## RECORD LIST
________________________________________
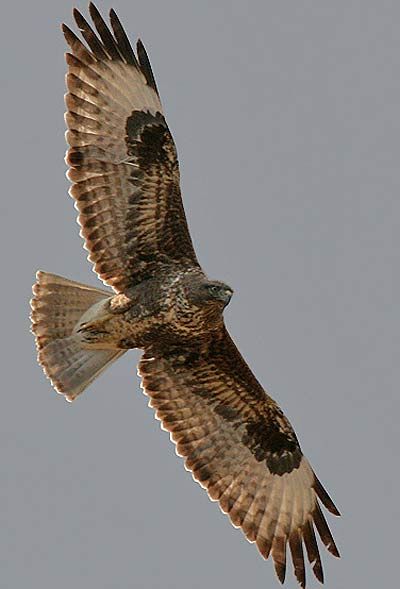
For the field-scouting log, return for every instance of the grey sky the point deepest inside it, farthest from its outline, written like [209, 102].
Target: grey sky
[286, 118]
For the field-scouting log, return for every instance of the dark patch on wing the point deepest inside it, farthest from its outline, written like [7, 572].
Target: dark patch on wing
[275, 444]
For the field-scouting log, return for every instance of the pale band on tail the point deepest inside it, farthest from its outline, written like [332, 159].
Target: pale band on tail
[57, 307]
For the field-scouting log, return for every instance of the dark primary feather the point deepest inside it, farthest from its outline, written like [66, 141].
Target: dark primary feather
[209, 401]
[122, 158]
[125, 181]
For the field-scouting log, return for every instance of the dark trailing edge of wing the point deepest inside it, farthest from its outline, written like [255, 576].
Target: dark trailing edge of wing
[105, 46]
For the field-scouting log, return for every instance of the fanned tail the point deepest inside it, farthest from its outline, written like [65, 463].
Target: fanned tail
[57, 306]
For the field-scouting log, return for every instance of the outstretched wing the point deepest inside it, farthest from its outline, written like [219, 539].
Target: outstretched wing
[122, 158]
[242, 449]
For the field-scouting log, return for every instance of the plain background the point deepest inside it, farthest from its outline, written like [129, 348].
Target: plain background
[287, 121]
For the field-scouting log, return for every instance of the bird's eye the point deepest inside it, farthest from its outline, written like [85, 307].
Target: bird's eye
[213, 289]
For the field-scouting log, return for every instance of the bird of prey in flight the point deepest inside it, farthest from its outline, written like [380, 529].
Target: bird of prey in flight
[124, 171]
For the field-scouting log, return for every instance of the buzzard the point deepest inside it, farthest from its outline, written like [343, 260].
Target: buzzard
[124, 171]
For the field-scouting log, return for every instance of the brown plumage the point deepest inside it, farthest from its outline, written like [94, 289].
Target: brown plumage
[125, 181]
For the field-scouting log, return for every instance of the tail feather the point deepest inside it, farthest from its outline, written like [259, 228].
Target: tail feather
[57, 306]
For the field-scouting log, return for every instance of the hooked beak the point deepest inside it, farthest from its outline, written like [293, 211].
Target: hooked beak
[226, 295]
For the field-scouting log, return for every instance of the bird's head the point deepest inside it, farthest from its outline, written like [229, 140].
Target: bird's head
________________________________________
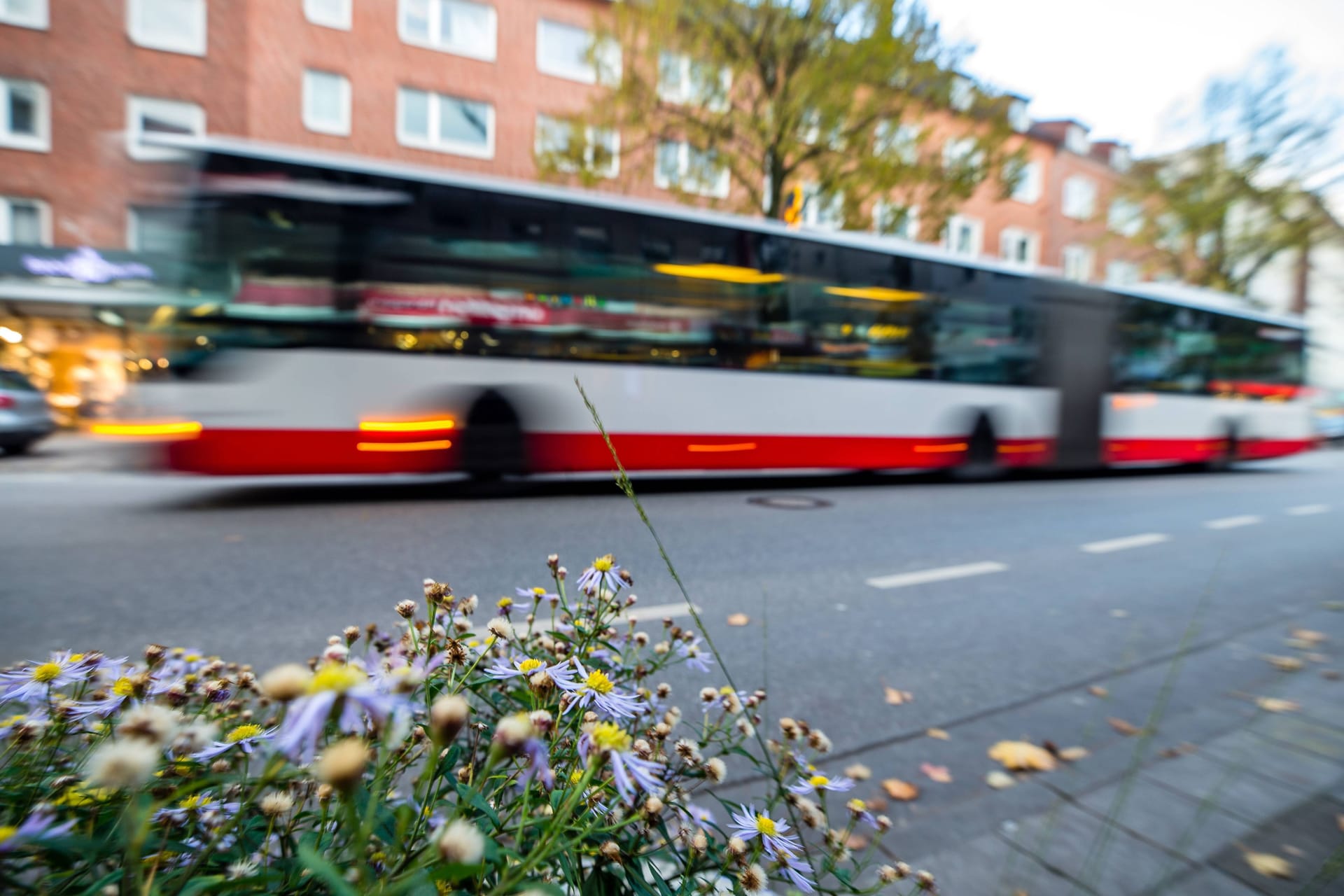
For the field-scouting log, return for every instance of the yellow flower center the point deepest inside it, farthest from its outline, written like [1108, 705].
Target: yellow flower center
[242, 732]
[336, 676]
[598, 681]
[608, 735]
________________________________________
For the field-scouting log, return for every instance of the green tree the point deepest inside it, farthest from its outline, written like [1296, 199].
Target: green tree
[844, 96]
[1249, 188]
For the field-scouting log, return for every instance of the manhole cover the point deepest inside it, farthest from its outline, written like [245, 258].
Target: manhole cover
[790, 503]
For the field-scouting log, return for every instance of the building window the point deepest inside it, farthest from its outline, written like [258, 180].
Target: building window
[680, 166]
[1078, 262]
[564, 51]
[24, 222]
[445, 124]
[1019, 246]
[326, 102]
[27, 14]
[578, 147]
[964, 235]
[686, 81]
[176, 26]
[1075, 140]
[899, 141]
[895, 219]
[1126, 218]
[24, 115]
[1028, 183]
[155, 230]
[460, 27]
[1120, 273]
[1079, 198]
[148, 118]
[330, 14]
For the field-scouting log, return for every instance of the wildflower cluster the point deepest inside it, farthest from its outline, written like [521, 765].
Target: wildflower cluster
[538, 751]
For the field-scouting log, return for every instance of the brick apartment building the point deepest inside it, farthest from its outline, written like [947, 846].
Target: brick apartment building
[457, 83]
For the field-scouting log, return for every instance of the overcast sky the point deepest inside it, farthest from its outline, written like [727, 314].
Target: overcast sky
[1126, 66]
________________________________________
## JOB
Identify every line in the entries above that contains the word "band" and copy each of those lines in full.

## FINISHED EXERCISE
For the field-scouting log, return for every instance of the pale band on tail the point deepest inside it, farthest from its outline, written like [332, 159].
Target: pale band on tail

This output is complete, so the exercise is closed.